### MATERIAL SUPPLIED:

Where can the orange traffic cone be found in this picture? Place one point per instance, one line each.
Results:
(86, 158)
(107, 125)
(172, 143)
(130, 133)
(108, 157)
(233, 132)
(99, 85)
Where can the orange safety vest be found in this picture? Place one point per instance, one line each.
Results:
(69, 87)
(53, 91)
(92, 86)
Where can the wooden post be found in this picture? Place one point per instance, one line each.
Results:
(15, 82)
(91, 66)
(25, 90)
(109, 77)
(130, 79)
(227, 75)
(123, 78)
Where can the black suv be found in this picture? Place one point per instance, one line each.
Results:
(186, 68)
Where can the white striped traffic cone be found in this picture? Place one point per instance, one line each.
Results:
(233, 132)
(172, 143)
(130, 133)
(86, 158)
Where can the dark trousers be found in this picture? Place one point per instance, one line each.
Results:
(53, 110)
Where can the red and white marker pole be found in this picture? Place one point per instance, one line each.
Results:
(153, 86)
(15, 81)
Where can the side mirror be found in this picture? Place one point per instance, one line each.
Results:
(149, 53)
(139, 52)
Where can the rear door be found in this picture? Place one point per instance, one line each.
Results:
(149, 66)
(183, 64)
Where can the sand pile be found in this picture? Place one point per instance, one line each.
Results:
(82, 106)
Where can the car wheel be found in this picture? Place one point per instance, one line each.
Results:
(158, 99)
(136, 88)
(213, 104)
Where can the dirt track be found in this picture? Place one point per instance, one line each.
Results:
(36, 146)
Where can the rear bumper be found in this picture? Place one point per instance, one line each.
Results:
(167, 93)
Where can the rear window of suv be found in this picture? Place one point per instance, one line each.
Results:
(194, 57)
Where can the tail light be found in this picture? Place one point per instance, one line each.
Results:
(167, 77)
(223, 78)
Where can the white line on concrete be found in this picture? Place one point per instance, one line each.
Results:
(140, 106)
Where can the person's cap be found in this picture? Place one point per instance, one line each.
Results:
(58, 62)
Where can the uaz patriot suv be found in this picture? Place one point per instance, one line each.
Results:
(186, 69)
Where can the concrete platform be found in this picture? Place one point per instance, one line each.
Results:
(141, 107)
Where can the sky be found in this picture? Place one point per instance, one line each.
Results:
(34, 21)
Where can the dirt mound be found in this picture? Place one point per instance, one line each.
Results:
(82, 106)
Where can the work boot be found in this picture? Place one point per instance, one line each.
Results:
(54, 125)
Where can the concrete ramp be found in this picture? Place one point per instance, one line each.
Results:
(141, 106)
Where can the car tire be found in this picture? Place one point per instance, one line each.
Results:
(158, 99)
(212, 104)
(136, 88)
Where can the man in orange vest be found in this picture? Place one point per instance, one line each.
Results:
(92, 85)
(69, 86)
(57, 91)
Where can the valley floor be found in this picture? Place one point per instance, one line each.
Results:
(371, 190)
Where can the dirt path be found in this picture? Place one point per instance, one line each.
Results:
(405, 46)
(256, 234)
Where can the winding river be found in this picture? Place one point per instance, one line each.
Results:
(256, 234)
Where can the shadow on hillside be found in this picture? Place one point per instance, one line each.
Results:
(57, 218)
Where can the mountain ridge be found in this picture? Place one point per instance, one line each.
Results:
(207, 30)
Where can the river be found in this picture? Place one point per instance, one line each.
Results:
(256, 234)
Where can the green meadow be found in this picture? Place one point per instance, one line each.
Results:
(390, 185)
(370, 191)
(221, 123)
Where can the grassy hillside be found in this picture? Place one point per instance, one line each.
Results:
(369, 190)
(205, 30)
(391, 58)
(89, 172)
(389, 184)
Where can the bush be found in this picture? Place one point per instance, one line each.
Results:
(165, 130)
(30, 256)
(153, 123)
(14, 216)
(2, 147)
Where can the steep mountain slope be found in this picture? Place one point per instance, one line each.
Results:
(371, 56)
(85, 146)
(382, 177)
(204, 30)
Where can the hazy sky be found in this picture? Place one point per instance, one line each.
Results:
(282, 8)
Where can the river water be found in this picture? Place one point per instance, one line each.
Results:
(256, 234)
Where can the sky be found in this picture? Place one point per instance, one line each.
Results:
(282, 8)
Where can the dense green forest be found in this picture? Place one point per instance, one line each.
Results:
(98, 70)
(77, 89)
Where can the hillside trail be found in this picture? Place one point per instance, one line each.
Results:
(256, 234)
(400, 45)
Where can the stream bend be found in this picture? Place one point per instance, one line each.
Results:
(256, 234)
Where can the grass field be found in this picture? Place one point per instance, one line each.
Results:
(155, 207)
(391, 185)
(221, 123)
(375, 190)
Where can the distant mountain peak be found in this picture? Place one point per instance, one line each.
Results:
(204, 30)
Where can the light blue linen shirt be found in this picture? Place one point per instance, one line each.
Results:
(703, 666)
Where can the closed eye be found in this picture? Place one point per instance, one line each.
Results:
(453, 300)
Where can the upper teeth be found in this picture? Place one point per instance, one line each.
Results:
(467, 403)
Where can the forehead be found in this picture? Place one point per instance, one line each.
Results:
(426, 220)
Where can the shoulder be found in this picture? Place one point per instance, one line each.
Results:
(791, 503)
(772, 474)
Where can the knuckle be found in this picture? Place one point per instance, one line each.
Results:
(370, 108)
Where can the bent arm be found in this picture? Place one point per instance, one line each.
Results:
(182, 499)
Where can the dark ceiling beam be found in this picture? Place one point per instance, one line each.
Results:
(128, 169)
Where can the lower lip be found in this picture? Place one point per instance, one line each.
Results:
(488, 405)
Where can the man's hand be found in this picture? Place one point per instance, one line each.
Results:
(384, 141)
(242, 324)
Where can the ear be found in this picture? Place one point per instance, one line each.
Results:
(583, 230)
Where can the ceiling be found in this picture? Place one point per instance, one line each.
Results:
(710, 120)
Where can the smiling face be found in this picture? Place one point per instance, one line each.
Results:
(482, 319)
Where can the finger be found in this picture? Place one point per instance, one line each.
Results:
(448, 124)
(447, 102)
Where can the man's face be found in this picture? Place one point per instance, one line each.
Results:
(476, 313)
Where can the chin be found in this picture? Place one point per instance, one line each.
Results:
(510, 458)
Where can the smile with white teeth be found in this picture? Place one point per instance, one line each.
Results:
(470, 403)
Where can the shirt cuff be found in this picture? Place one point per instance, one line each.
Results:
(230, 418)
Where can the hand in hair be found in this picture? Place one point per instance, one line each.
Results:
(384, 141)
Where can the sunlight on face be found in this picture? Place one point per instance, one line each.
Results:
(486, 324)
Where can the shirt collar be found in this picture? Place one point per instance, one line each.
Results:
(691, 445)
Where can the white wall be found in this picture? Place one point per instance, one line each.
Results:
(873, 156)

### THE PROBLEM:
The answer must restate all of the entries exactly.

### RESULT OF THIS TASK:
Where can the orange traffic cone be found in this picture? Place one point per instance, one line each.
Results:
(86, 158)
(107, 125)
(172, 143)
(130, 133)
(108, 157)
(233, 132)
(99, 85)
Where can the orange safety vest be found in this picture? Place one point per instance, one line each.
Results:
(69, 87)
(53, 91)
(92, 86)
Where can the wooden post be found in this picture? Place one point per instance, one line each.
Results:
(15, 82)
(91, 66)
(25, 90)
(109, 77)
(130, 79)
(227, 75)
(123, 78)
Where can the black suv be found in this picture? Place one point per instance, one line each.
Results:
(186, 68)
Where can the white striped traffic cone be found in this picture? Place one point per instance, one line each.
Results:
(233, 132)
(172, 143)
(130, 133)
(86, 158)
Where can the dark trousers be found in this picture? Place one point per instance, one line each.
Results:
(53, 110)
Where can the red and white marker pole be found in this picture? Place one point per instance, one line each.
Results:
(153, 86)
(15, 81)
Where can the side mirror be found in this picture? Place one point per instance, one line each.
Results:
(149, 53)
(139, 52)
Where can the rear door be found in this picture? Place one point per instance, one line each.
Results:
(149, 66)
(183, 64)
Where can the sand pile be found in this picture? Place one point per instance, one line each.
Results:
(82, 106)
Where can the car wheel be found in this picture? Place one point per instance, one line each.
Results:
(158, 99)
(136, 88)
(213, 104)
Where can the dirt track be found in this picture? Place one point per instance, one line each.
Results:
(36, 146)
Where can the rear bumper be found in this picture? Place one point per instance, one line each.
Results:
(167, 93)
Where can the rear window of suv be found in this picture? Place one point per instance, one line each.
Results:
(194, 57)
Where can the tail light be found in this picture? Place one point per instance, one line each.
Results:
(167, 77)
(223, 78)
Where can the white line on concrete be found in this picture? Place one point per instance, one line each.
Results:
(140, 106)
Where can the person's cap be found in this picture? Place one point per instance, one line each.
Results:
(58, 62)
Where can the uaz patriot suv be found in this picture? Place one point per instance, one line each.
Results:
(186, 69)
Where can the concrete platform be found in this picture? Place one point per instance, one line each.
Results:
(141, 107)
Where can the sky be found in this picture? Place one point per instance, one line each.
Results:
(34, 21)
Where can the dirt mound be found in this picture? Place one point per instance, one line each.
Results:
(82, 106)
Where can the work boot be found in this picture? Place one point per instance, one line each.
Results:
(54, 125)
Where can the concrete ramp be found in this picture? Place one point per instance, one line each.
Results:
(141, 106)
Where can the car tire be found in this picture? Place one point per instance, one line each.
Results:
(158, 99)
(212, 104)
(136, 88)
Where can the man in orange vest be found in this picture? Place one point per instance, one line each.
Results:
(92, 85)
(69, 86)
(57, 91)
Where can the valley floor be found in this picture? Place one point per instance, one line each.
Results:
(371, 190)
Where can the dirt path be found in this picture? Place one point per instance, one line each.
Results:
(405, 46)
(256, 234)
Where can the winding river be found in this picture? Place one point per instance, one line each.
Results:
(256, 234)
Where can the shadow on hillside be found in this picture? Place one point per instance, one line each.
Results:
(57, 218)
Where can the mountain ridge be found in this picture? Place one point per instance, one line each.
Results:
(207, 30)
Where can the river be found in this picture? Place one point per instance, one line each.
Results:
(256, 234)
Where can the green meadow be found in this picture? Place one point per instance, one line each.
Results:
(390, 185)
(370, 191)
(221, 123)
Where can the grassy hillside be found in this picture? Place one point per instance, one line each.
Results:
(369, 190)
(205, 30)
(391, 58)
(89, 172)
(389, 184)
Where can the bush be found in this picture? Place one point per instance, one line each.
Results:
(165, 130)
(30, 256)
(153, 123)
(14, 216)
(2, 147)
Where can the steep mountain slope be found in this picture? Place one point per instance, one line each.
Results:
(371, 56)
(85, 146)
(382, 177)
(204, 30)
Where can the hazy sky be found in this picture? Place one point per instance, one line each.
Results:
(282, 8)
Where can the river water be found in this picture? Place one point per instance, one line each.
Results:
(256, 234)
Where can the sky be found in this picture? Place one point per instance, one line each.
Results:
(282, 8)
Where can the dense green forest be found in this picture? Place one point per instance, one line each.
Results:
(98, 70)
(77, 89)
Where can the hillside trail be found in this picture? Place one point per instance, one line each.
Results:
(256, 234)
(400, 45)
Where can the stream bend be found in this picture? Place one point per instance, one line each.
Results:
(256, 234)
Where can the grass field be found in this picture? Place one point per instance, one line each.
Results:
(155, 207)
(391, 185)
(221, 123)
(375, 190)
Where can the distant mountain peak be found in this picture? Place one point per instance, one line each.
Results:
(204, 30)
Where can the light blue linen shirt be found in this picture? Place one point per instance, one line each.
Results:
(703, 666)
Where can the closed eye be found in this picture? Place one point per instance, one line each.
Results:
(453, 300)
Where can the upper teeth be found in this picture? Place one point per instance, one line each.
Results:
(467, 403)
Where can the forehead be found in this picture? Place one point per instance, one line each.
Results:
(426, 220)
Where can the shoulder be found in this picture? Place one point per instance, one line each.
Results:
(791, 503)
(772, 474)
Where can the knuckle be found in this picture? Place one point per instance, one line each.
Results:
(370, 108)
Where can the bent arm be found in this picture? Place one point per instance, one line each.
Results:
(182, 499)
Where can the dark ceiling beam be found in this picture? Place one point per instance, one line each.
Results:
(128, 169)
Where can the lower lip be found in this picture? Place one point per instance, one line each.
Results:
(488, 405)
Where can the man's hand be found in this picture? Place one point per instance, one line each.
Results:
(384, 141)
(242, 324)
Where can the ear be found in this picture? Place one point per instance, one line each.
Results:
(583, 230)
Where can the ceiling be found in this picture? Place one point per instance, one line each.
Results:
(710, 120)
Where can the smiling face be found in this picture? Place one point per instance, one line each.
Results:
(482, 319)
Where can the finger be found in this picture? Place one point per instance, one line each.
Results:
(448, 124)
(447, 102)
Where can the man's face be found in this picture? Place one point per instance, one line each.
Results:
(476, 313)
Where can the chin be found in this picture? Place one point per instance, one line each.
Results:
(510, 458)
Where can the smile with white teeth be found in this picture? Place one point per instance, one line each.
Results:
(470, 403)
Where can the shirt cuff be found in this picture? Place one point per instance, one line each.
Results:
(230, 418)
Where can the hand in hair be found in this picture? Place one point per instance, one line each.
Results:
(384, 141)
Where can the sunlight on face be found in this picture? Place one point per instance, one line each.
Results:
(486, 324)
Where can the shirt collar be found in this picture? Place one point per instance, one line each.
Results:
(691, 445)
Where can the white wall be found in this picture? Place one point per instance, one line each.
Results:
(873, 156)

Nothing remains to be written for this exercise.